PROMPT 1 >> Quote the passage of the Rogun hydropower article starting with "The complaint is" and going on through "birds of prey.".
PROMPT 2 >> Continue the article about the appeal against the Rogun hydropower project from its last sentence.
** SOURCE PASSAGE follows **
Twenty-five international nongovernmental organizations have sent a formal appeal to the World Bank and ten other lending institutions, accusing the developers of the Rogun hydropower project of manipulating international environmental protection standards. According to the environmental coalition Rivers without Boundaries, the authors of the appeal say the project’s impact on Central Asia’s river ecosystems has been deliberately understated.
The complaint is based on an independent expert report titled “Rogun HPP vs. Biodiversity.” It states that:
▪️ the project’s updated Environmental and Social Impact Assessment does not comply with the World Bank’s key standard ESS6, designed to protect natural habitats;
▪️ the developers deliberately underestimated the area of valuable natural territories that would be flooded and excluded hundreds of kilometers of river ecosystems from consideration;
▪️ instead of conducting full-scale seasonal field research, the assessment relies on outdated data more than a decade old and on fragmentary water-DNA analysis. This approach, the report notes, does not allow for any reliable assessment of populations of rare fish and wildlife. Species at risk include the Amu Darya trout, Turkestan catfish, Central Asian otter, and several birds of prey.
The current version of the project documentation effectively legalizes the destruction of a river ecosystem without adequate restoration measures, said Evgeny Simonov, international coordinator of Rivers without Boundaries (designated a foreign agent in Russia).
“Project developers engaged in blatant manipulation by refusing to recognize the Vakhsh River within the inundation zone as a ‘natural habitat,’ even though it fully meets the World Bank definition. This allowed them to exclude the requirement for compensation across 98 percent of the project’s impact area. In essence, they propose turning 170 kilometers of a living, fast-flowing river into a stagnant dead reservoir without offering any real measures to compensate for the damage to the river ecosystem and its endemic species,” Simonov said.
** End of SOURCE PASSAGE **
** INFORMATION SHOWN follows **
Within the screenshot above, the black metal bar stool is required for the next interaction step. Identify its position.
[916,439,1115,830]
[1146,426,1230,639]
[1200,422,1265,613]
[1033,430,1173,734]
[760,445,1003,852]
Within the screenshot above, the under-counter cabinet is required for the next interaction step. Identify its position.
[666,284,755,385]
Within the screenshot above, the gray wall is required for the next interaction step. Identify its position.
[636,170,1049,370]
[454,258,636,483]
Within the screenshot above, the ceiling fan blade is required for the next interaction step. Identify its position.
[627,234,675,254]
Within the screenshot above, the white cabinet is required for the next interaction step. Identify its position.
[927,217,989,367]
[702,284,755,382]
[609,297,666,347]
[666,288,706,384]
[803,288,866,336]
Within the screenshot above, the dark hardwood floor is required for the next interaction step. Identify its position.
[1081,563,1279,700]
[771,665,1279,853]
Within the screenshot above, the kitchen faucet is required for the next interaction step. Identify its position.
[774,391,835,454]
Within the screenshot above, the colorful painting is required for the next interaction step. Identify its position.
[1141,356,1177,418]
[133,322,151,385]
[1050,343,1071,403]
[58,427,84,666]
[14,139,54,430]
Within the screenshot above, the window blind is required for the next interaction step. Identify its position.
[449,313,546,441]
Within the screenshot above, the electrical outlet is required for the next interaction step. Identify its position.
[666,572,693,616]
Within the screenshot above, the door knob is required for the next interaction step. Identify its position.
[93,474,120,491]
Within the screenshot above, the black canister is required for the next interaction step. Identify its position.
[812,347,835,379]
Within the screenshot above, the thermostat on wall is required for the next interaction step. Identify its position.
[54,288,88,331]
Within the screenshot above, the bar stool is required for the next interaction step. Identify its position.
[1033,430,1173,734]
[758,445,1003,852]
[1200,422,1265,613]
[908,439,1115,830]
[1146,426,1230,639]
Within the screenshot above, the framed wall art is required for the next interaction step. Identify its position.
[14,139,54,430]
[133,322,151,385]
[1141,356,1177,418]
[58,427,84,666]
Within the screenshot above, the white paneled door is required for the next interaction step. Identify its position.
** End of INFORMATION SHOWN **
RESPONSE AREA 1 >>
The complaint is based on an independent expert report titled “Rogun HPP vs. Biodiversity.” It states that:
▪️ the project’s updated Environmental and Social Impact Assessment does not comply with the World Bank’s key standard ESS6, designed to protect natural habitats;
▪️ the developers deliberately underestimated the area of valuable natural territories that would be flooded and excluded hundreds of kilometers of river ecosystems from consideration;
▪️ instead of conducting full-scale seasonal field research, the assessment relies on outdated data more than a decade old and on fragmentary water-DNA analysis. This approach, the report notes, does not allow for any reliable assessment of populations of rare fish and wildlife. Species at risk include the Amu Darya trout, Turkestan catfish, Central Asian otter, and several birds of prey.

RESPONSE AREA 2 >>
The most alarming issue, experts note, is the project’s refusal to assess the dam’s impact on the lower Vakhsh and Amu Darya.
The documentation ignores how changes in river flow could affect the UNESCO World Heritage site Tigrovaya Balka Nature Reserve and internationally recognized wetlands in the Amu Darya Delta. Instead of scientific modeling of changes in river discharge and sediment transport, the authors cite Tajikistan’s “political commitments” to maintain the current flow regime.
Alexander Kolotov, regional director of Rivers without Boundaries, stresses that political declarations cannot replace scientific analysis.
“We see an attempt to substitute serious scientific assessment with political slogans. The claim that filling an enormous reservoir over sixteen years and then operating a hydropower cascade will have no impact downstream defies physics, biology, and all previous experience with large dams. Unique tugai forests and endangered fish—such as the Amu Darya shovelnose sturgeon and the asp-like pike—may disappear forever unless real safeguards are introduced, including guaranteed environmental releases that mimic natural floods,” Kolotov said.
Experts also found that the proposed biodiversity management plan contains no concrete measures to protect aquatic species. Measures such as planting trees cannot compensate for the loss of the region’s last natural floodplain forests and river habitats downstream of the Rogun Dam.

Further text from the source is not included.